> Data supplied

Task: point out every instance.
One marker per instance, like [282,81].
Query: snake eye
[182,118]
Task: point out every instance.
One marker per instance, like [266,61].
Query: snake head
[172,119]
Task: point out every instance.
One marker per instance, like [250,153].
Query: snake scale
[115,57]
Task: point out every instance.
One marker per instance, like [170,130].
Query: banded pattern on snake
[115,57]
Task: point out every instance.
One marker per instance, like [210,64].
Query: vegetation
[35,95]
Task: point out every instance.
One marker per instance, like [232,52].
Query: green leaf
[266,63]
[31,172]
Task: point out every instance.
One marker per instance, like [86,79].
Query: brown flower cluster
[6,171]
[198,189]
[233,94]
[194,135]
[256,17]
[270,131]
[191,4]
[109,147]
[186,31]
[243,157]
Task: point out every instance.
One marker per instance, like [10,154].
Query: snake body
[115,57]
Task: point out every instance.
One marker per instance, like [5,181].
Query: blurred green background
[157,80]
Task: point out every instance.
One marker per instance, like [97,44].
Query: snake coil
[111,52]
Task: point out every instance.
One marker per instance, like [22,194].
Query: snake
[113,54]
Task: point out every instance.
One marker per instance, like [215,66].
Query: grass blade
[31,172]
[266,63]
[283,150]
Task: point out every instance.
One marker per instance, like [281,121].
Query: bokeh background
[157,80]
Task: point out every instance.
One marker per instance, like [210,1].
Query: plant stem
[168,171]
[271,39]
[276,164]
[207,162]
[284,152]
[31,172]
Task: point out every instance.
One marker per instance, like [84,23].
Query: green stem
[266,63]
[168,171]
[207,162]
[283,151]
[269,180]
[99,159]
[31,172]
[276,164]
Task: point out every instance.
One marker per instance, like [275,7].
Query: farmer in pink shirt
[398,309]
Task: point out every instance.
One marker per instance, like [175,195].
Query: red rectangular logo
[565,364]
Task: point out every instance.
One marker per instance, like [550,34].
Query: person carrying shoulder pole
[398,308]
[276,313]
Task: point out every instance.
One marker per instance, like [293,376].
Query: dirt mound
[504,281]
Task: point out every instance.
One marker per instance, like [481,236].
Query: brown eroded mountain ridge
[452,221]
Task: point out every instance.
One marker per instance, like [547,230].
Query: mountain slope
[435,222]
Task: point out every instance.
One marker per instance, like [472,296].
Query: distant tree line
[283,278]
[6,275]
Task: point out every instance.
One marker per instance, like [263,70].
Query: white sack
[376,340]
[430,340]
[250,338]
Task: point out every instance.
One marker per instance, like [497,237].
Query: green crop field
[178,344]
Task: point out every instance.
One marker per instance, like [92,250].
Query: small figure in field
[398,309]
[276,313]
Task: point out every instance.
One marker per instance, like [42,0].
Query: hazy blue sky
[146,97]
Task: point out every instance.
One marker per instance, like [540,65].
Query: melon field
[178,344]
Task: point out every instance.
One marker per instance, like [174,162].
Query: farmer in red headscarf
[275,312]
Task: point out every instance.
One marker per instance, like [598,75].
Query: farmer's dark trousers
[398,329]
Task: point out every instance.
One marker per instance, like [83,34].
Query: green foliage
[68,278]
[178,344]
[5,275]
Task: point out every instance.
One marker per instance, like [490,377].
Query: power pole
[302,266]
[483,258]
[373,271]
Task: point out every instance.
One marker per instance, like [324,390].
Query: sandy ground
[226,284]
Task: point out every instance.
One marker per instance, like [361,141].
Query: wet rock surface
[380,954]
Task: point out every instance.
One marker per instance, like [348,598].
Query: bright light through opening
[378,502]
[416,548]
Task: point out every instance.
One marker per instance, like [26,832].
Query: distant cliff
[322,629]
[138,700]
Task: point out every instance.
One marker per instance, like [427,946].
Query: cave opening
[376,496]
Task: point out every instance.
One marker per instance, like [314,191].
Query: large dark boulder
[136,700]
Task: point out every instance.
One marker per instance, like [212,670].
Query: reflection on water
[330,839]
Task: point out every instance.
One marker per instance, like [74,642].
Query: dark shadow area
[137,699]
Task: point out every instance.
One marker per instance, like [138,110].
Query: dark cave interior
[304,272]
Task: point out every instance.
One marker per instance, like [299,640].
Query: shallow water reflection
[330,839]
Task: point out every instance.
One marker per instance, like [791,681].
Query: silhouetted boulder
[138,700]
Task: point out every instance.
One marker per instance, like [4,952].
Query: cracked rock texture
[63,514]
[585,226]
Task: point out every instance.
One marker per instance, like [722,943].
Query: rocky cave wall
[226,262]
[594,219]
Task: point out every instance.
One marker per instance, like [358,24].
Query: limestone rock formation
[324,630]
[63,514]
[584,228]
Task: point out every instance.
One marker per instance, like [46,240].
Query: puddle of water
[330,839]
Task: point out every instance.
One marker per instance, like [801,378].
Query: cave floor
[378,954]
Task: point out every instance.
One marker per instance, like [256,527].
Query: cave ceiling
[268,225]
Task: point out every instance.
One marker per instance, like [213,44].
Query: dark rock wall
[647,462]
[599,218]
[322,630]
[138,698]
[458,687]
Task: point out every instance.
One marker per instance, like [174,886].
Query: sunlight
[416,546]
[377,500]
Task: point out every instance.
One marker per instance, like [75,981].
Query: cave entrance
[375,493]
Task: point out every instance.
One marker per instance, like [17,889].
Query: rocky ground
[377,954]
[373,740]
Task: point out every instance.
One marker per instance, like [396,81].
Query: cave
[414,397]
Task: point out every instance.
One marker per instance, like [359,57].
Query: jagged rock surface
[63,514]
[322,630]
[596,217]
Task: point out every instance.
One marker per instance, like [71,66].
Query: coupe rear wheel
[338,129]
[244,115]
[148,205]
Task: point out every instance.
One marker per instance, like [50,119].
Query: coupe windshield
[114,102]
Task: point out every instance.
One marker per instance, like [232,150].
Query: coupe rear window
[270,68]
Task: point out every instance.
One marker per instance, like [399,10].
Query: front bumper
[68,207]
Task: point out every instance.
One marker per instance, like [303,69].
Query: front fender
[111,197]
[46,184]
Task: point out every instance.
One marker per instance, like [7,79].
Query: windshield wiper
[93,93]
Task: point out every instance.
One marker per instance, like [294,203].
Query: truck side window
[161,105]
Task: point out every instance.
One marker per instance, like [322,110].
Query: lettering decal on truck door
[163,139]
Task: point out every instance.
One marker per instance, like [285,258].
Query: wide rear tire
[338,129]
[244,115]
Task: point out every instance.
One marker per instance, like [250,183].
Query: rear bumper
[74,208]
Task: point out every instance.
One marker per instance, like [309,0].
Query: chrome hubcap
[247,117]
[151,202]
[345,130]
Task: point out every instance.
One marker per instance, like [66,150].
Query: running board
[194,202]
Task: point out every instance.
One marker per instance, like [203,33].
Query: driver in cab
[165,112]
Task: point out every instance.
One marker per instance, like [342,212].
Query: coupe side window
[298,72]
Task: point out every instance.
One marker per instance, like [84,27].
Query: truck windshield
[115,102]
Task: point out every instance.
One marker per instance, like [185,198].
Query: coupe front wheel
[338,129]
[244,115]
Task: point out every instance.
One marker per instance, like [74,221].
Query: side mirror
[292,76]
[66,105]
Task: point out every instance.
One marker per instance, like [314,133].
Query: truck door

> The task
All of the data needs to be reproduced exactly, with no line missing.

> Task result
Task: point out every instance.
One marker per instance, like [282,81].
Query: snake eye
[182,118]
Task: point out every instance.
One marker per instance, like [266,61].
Query: snake head
[172,119]
Task: point out every instance.
One marker per instance, like [250,153].
Query: snake scale
[115,57]
Task: point out every instance.
One marker per instance, like [170,130].
Query: banded pattern on snake
[115,57]
Task: point out every instance.
One marker per instance, like [210,64].
Query: vegetation
[35,95]
Task: point out every instance.
One marker per instance, like [232,52].
Query: green leaf
[266,63]
[31,172]
Task: point out every instance.
One marker per instance, like [86,79].
Query: brown flower cluster
[6,171]
[198,189]
[233,94]
[194,135]
[256,17]
[270,131]
[191,4]
[109,147]
[186,31]
[243,157]
Task: point out every instance.
One marker per instance, like [10,154].
Query: snake body
[115,57]
Task: point out every instance.
One marker per instance, like [5,181].
Query: blurred green background
[157,80]
Task: point out every instance.
One marker per instance, like [97,44].
Query: snake coil
[111,52]
Task: point out every instance.
One marker per instance, like [22,194].
Query: snake
[113,54]
Task: point out every instance.
One marker per instance, like [215,66].
Query: grass blade
[31,172]
[266,63]
[283,150]
Task: point out every instance.
One marker per instance, like [281,121].
Query: bokeh background
[157,80]
Task: point out every instance.
One marker per instance, like [210,1].
Query: plant stem
[168,171]
[271,39]
[276,164]
[207,162]
[284,152]
[31,172]
Task: point out every instance.
One marker per instance, like [84,23].
Query: green stem
[266,63]
[168,171]
[207,162]
[283,151]
[269,180]
[99,159]
[31,172]
[276,164]
Task: point out every instance.
One marker per instance, like [275,7].
Query: farmer in pink shirt
[398,309]
Task: point out every instance.
One marker per instance, like [175,195].
Query: red rectangular logo
[565,364]
Task: point out every instance.
One marker per instance, like [550,34].
Query: person carrying shoulder pole
[398,308]
[276,313]
Task: point out every instance.
One marker per instance, like [293,376].
Query: dirt mound
[504,281]
Task: point out every instance.
One marker per instance, like [481,236].
Query: brown eroded mountain ridge
[452,221]
Task: point out every instance.
One marker per instance, like [547,230].
Query: mountain slope
[435,222]
Task: point out every instance.
One marker per instance, like [472,296].
Query: distant tree line
[283,278]
[6,275]
Task: point out every instance.
One marker per instance, like [263,70].
Query: white sack
[376,340]
[430,340]
[250,338]
Task: point out every instance.
One marker per instance, like [497,237].
Query: green crop field
[178,344]
Task: point out every instance.
One marker per instance, like [92,250].
Query: small figure in field
[398,309]
[276,313]
Task: point out every instance.
One marker per instance, like [42,0].
Query: hazy blue sky
[146,97]
Task: point out every instance.
One marker per instance, like [540,65].
Query: melon field
[178,344]
Task: point out every instance.
One marker per instance, like [174,162].
Query: farmer in red headscarf
[275,312]
Task: point out every instance.
One marker per instance, like [598,75].
Query: farmer's dark trousers
[398,329]
Task: point out every instance.
One marker per instance, like [83,34].
Query: green foliage
[68,278]
[178,344]
[5,275]
Task: point out every instance.
One marker per instance, like [490,377].
Query: power pole
[302,266]
[483,258]
[373,271]
Task: point out every instance.
One marker per instance, like [324,390].
Query: sandy ground
[226,284]
Task: point out every instance.
One marker per instance, like [361,141].
Query: wet rock surface
[380,954]
Task: point out every instance.
One marker per instance, like [348,598].
Query: bright light through opening
[378,502]
[416,548]
Task: point out every instance.
One marker per instance, like [26,832].
Query: distant cliff
[322,629]
[138,700]
Task: point out every instance.
One marker per instance, like [427,946].
Query: cave opening
[376,496]
Task: point out every instance.
One marker per instance, like [314,191].
Query: large dark boulder
[136,700]
Task: point out every instance.
One marker per instance, like [212,670].
Query: reflection on water
[330,839]
Task: point out every instance.
One marker per instance, like [74,642].
Query: dark shadow area
[137,699]
Task: point out every instance.
One marker per instance, like [138,110].
Query: dark cave interior
[304,272]
Task: point out every instance.
One marker per instance, like [299,640].
Query: shallow water reflection
[330,839]
Task: point out every instance.
One marker per instance, like [791,681].
Query: silhouetted boulder
[138,700]
Task: point out every instance.
One marker per instance, like [4,952].
Query: cracked rock texture
[63,514]
[585,226]
Task: point out every instance.
One marker per instance, like [722,943].
Query: rocky cave wall
[226,262]
[594,219]
Task: point out every instance.
One marker per instance, like [358,24].
Query: limestone rock formation
[324,630]
[63,514]
[584,228]
Task: point out every instance.
One marker per instance, like [46,240].
Query: puddle of water
[330,839]
Task: point out every instance.
One marker per instance, like [801,378].
Query: cave floor
[378,954]
Task: point out every instance.
One marker per instance, like [256,527].
Query: cave ceiling
[268,225]
Task: point out every instance.
One marker per instance, like [213,44].
Query: dark rock wall
[647,462]
[599,218]
[322,630]
[138,698]
[458,687]
Task: point out every instance.
One marker per instance, like [174,886].
Query: sunlight
[416,546]
[377,500]
Task: point out every instance.
One marker per instance, like [75,981].
Query: cave entrance
[375,493]
Task: point out every instance.
One marker per instance, like [17,889].
Query: rocky ground
[377,954]
[373,740]
Task: point out every instance.
One marker per instance, like [396,81].
Query: cave
[414,397]
Task: point out every instance.
One marker per instance, like [359,57].
Query: jagged rock surface
[63,514]
[322,630]
[596,217]
Task: point out every instance.
One marker per instance, like [71,66].
Query: coupe rear wheel
[338,129]
[244,115]
[148,205]
Task: point out every instance.
One marker per instance, like [50,119].
Query: coupe windshield
[114,102]
Task: point out every instance.
One marker per instance, like [232,150].
Query: coupe rear window
[270,68]
Task: point out every instance.
One marker per instance, like [399,10].
Query: front bumper
[68,207]
Task: point out every instance.
One marker per instance, like [303,69].
Query: front fender
[111,197]
[46,184]
Task: point out every instance.
One marker per instance, like [7,79].
Query: windshield wiper
[93,93]
Task: point out every instance.
One marker per instance, like [294,203].
Query: truck side window
[161,105]
Task: point out every instance.
One marker per instance, like [322,110].
Query: lettering decal on truck door
[163,139]
Task: point out every instance.
One marker per instance, like [285,258].
Query: wide rear tire
[338,129]
[244,115]
Task: point out every instance.
One marker per instance, like [250,183].
Query: rear bumper
[74,208]
Task: point out every instance.
One marker per instance, like [309,0].
Query: chrome hubcap
[247,117]
[151,202]
[345,130]
Task: point out every instance.
One marker per instance, like [66,150].
Query: running board
[194,202]
Task: point out every instance.
One marker per instance, like [203,33].
Query: driver in cab
[165,112]
Task: point out every instance.
One marker per instance, like [342,212].
Query: coupe side window
[298,72]
Task: point out every instance.
One marker per instance, like [84,27].
Query: truck windshield
[115,102]
Task: point out every instance.
One marker per instance, like [185,198].
Query: coupe front wheel
[338,129]
[244,115]
Task: point out every instance.
One marker per instance, like [74,221].
Query: side mirror
[292,76]
[66,105]
Task: point out every instance.
One marker per instance, like [314,133].
Query: truck door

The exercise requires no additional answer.